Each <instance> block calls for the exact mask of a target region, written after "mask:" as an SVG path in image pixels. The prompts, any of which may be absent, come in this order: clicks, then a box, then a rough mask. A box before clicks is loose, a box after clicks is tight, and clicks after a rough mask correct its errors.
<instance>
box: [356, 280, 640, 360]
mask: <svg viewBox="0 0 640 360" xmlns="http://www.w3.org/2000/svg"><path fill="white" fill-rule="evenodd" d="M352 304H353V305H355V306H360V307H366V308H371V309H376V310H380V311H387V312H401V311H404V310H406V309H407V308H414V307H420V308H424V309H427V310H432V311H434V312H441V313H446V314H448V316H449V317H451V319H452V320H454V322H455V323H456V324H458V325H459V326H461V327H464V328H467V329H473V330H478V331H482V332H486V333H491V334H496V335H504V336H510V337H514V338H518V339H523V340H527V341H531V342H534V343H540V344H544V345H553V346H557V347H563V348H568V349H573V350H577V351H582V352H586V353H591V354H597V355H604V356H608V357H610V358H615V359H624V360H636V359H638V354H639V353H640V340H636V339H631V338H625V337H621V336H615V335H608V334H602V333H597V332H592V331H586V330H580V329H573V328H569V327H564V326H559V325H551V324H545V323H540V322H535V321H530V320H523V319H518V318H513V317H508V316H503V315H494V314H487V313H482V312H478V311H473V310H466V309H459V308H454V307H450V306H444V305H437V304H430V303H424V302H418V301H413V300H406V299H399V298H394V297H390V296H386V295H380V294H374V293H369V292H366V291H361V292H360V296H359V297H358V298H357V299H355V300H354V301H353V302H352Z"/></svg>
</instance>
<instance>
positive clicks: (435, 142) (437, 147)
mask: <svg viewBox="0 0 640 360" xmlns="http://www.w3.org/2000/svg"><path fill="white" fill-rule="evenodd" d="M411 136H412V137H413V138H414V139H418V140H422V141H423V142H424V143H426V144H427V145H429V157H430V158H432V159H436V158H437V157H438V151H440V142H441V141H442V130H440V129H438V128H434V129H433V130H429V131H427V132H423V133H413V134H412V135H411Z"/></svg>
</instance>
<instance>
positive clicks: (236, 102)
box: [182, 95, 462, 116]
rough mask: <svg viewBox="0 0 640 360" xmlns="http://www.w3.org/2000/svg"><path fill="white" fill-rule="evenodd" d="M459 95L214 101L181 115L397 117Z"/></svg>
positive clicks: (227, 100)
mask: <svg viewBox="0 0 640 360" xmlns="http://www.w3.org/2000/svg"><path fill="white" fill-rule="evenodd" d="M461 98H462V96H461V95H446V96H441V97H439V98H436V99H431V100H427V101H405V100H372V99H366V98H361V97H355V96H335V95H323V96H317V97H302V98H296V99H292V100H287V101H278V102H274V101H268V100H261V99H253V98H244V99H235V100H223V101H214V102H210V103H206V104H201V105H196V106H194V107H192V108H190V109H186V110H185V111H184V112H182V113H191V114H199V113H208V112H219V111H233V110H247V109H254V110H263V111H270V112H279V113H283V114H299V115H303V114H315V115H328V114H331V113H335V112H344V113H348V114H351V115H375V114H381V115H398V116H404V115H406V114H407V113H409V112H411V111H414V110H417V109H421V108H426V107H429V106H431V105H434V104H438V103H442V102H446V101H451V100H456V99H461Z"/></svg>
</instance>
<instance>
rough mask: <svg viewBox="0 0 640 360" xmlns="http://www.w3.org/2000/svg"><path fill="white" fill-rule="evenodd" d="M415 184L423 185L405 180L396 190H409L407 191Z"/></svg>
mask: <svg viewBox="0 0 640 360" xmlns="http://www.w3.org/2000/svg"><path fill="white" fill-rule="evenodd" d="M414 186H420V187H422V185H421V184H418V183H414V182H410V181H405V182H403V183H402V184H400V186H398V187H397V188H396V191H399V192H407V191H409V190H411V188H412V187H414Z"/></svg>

+++

Activity ▸ Pull out each line of the items above that contains the word "positive".

Answer for the task ▸
positive clicks: (435, 142) (437, 147)
positive clicks: (236, 102)
positive clicks: (227, 100)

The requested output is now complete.